Region annotation entries:
··········
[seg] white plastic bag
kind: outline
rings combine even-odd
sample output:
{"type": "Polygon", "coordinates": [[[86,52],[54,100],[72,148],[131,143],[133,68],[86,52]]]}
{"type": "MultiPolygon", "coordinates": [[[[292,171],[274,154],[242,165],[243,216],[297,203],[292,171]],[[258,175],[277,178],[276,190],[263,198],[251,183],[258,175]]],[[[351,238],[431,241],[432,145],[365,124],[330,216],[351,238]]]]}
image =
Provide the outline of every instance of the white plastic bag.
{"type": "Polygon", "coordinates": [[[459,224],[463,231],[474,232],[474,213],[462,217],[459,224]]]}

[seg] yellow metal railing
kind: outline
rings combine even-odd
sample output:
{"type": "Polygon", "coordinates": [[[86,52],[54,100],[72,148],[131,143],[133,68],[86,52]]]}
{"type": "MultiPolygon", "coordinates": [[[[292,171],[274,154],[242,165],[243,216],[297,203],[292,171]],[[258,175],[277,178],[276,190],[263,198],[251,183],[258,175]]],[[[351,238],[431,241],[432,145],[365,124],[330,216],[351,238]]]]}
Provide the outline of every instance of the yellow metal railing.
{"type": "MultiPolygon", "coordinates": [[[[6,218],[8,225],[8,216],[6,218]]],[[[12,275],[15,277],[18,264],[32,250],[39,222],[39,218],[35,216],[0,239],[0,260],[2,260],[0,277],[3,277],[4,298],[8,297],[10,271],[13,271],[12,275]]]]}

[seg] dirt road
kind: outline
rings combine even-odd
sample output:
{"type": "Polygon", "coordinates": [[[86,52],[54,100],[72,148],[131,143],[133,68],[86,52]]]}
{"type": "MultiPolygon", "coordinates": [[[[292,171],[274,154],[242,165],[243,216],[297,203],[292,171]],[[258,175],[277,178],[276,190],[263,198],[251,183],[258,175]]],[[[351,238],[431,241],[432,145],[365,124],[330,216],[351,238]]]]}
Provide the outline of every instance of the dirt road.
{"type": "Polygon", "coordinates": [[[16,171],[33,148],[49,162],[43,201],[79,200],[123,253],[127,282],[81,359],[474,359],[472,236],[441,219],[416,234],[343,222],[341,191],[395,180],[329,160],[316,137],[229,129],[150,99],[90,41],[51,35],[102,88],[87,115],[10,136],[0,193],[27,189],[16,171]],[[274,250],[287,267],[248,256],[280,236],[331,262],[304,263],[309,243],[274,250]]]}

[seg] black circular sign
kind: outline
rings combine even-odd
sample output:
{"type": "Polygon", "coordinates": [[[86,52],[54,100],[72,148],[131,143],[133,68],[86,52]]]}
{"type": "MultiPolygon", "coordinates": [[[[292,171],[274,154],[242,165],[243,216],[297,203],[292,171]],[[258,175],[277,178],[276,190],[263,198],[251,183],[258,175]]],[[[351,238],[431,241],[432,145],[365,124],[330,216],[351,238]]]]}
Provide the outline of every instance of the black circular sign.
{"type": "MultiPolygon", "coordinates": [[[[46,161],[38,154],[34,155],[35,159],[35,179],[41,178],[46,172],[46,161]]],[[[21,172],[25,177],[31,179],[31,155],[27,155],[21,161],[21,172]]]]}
··········
• WORK TO BE COMPLETED:
Retype the material above, line by line, exactly.

• RESULT:
[seg] white plastic bag
kind: outline
rings combine even-odd
sample output:
{"type": "Polygon", "coordinates": [[[86,52],[54,100],[72,148],[131,143],[133,68],[86,52]]]}
{"type": "MultiPolygon", "coordinates": [[[[292,171],[274,154],[242,165],[243,216],[297,203],[292,171]],[[258,175],[277,178],[276,190],[263,198],[251,183],[258,175]]],[[[351,238],[431,241],[432,145],[365,124],[330,216],[351,238]]]]}
image =
Provide the outline of every instance of the white plastic bag.
{"type": "Polygon", "coordinates": [[[459,224],[463,231],[474,232],[474,213],[462,217],[459,224]]]}

[seg] yellow metal railing
kind: outline
rings combine even-odd
sample output:
{"type": "Polygon", "coordinates": [[[86,52],[54,100],[72,148],[131,143],[133,68],[86,52]]]}
{"type": "MultiPolygon", "coordinates": [[[[292,171],[274,154],[242,165],[243,216],[297,203],[292,171]],[[258,175],[277,178],[276,190],[263,198],[251,183],[258,175]]],[[[351,238],[431,241],[432,145],[365,124],[330,216],[351,238]]]]}
Provide the outline of every instance of the yellow metal railing.
{"type": "MultiPolygon", "coordinates": [[[[6,218],[8,225],[8,216],[6,218]]],[[[12,275],[15,277],[18,264],[32,250],[39,222],[39,218],[35,216],[0,239],[0,260],[2,260],[0,277],[3,277],[4,298],[8,297],[10,271],[13,271],[12,275]]]]}

[seg] dirt road
kind: outline
rings combine even-odd
sample output:
{"type": "Polygon", "coordinates": [[[86,52],[54,100],[72,148],[131,143],[133,68],[86,52]]]}
{"type": "MultiPolygon", "coordinates": [[[[292,171],[274,154],[242,165],[243,216],[297,203],[292,171]],[[258,175],[277,178],[276,190],[263,198],[251,183],[258,175]]],[[[351,238],[431,241],[432,145],[365,124],[330,216],[351,238]]]]}
Provide the outline of every instance of the dirt road.
{"type": "Polygon", "coordinates": [[[16,171],[33,148],[49,162],[43,201],[79,200],[123,253],[127,282],[81,359],[474,359],[472,236],[441,219],[416,234],[343,222],[341,191],[395,180],[329,160],[316,137],[229,129],[150,99],[90,41],[51,35],[102,88],[87,115],[10,136],[0,193],[27,189],[16,171]],[[274,250],[287,267],[248,256],[280,236],[331,262],[304,263],[309,243],[274,250]]]}

[seg] black circular sign
kind: outline
rings combine even-odd
sample output:
{"type": "Polygon", "coordinates": [[[86,52],[54,100],[72,148],[131,143],[133,68],[86,52]]]}
{"type": "MultiPolygon", "coordinates": [[[[292,171],[274,154],[242,165],[243,216],[297,203],[292,171]],[[258,175],[277,178],[276,190],[263,198],[251,183],[258,175]]],[[[351,238],[431,241],[432,145],[365,124],[330,216],[351,238]]]]}
Provide the outline of every instance of the black circular sign.
{"type": "MultiPolygon", "coordinates": [[[[46,161],[38,154],[34,155],[35,159],[35,179],[41,178],[46,172],[46,161]]],[[[21,172],[25,177],[31,179],[31,155],[27,155],[21,161],[21,172]]]]}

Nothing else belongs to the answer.